*** Block opens ***

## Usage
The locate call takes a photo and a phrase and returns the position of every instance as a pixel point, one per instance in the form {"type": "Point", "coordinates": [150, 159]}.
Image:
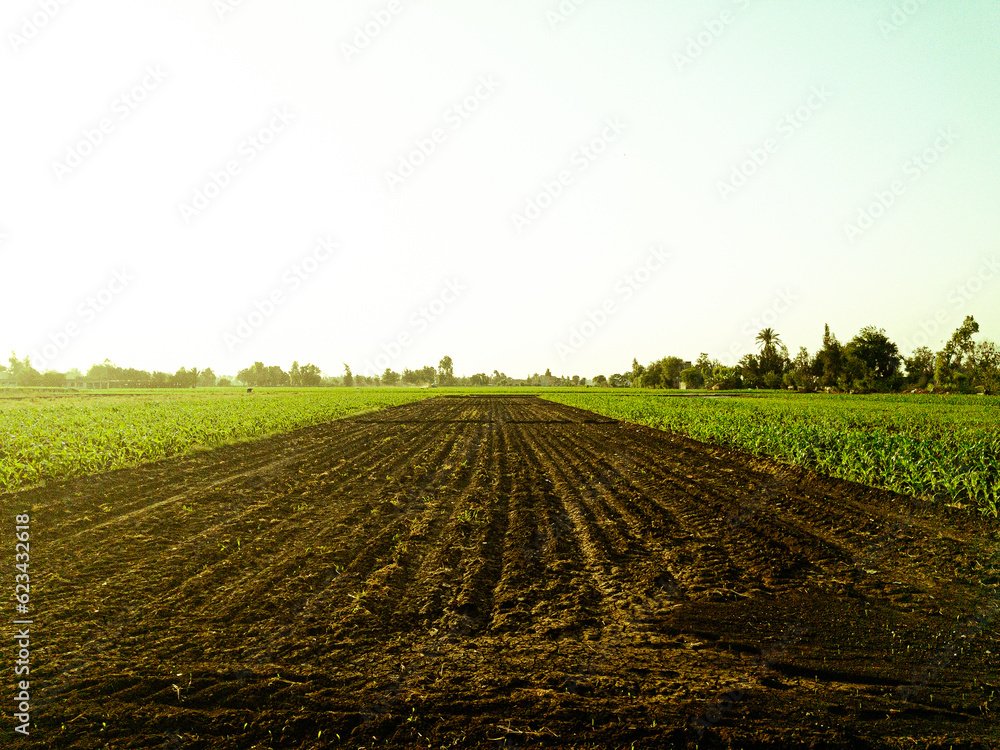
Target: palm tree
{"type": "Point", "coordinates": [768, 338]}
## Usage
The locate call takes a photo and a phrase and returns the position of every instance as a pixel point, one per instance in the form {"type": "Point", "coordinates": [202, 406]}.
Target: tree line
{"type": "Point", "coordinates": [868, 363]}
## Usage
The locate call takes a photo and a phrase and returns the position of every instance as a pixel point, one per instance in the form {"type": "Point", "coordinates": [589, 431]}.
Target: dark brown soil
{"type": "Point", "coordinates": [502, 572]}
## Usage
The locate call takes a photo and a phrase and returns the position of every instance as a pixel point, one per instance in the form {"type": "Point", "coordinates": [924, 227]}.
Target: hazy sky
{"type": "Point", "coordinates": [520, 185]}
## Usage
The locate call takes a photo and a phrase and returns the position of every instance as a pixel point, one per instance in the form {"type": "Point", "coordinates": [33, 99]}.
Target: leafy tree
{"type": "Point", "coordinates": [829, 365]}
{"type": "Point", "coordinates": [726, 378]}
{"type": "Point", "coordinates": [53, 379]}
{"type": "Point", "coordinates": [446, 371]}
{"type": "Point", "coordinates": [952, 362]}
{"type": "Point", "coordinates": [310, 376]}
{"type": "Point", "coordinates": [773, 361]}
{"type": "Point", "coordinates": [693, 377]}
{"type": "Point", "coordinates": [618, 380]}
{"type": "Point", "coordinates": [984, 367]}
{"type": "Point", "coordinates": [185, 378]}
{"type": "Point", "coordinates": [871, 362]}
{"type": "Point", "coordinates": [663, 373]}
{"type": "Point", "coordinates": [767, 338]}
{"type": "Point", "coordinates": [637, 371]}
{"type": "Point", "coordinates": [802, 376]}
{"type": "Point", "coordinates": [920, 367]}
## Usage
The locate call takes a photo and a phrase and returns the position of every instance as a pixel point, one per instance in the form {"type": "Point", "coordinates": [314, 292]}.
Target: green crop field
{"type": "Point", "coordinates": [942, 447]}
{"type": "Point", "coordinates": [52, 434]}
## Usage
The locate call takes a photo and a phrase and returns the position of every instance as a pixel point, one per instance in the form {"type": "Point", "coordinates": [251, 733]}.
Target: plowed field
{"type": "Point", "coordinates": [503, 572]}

*** Block closes ***

Read through the data and copy every line where "instance" shows up.

__Result__.
The locate call takes a photo and a phrase and returns the position of every instance as a pixel point, one per instance in the form {"type": "Point", "coordinates": [150, 159]}.
The locate call takes a photo and a phrase and returns the position of every instance as a pixel point, one per instance in the form {"type": "Point", "coordinates": [202, 406]}.
The locate call takes a photo and a phrase and returns the position of every instance as a pixel point, one per instance in the form {"type": "Point", "coordinates": [589, 431]}.
The locate call takes a photo and a phrase and returns the position of every instance as a pixel point, one per instance in the form {"type": "Point", "coordinates": [924, 227]}.
The locate call takes a photo and a phrase and returns the position of every instance as a pixel point, one per instance in the form {"type": "Point", "coordinates": [33, 99]}.
The locate call takes a photo and a phrase and returns the position of every instance as a pixel point, one per instance in the form {"type": "Point", "coordinates": [314, 292]}.
The locate call takes a photo and a phrase and returns the position of every instance as a pixel point, one per instance in the form {"type": "Point", "coordinates": [251, 733]}.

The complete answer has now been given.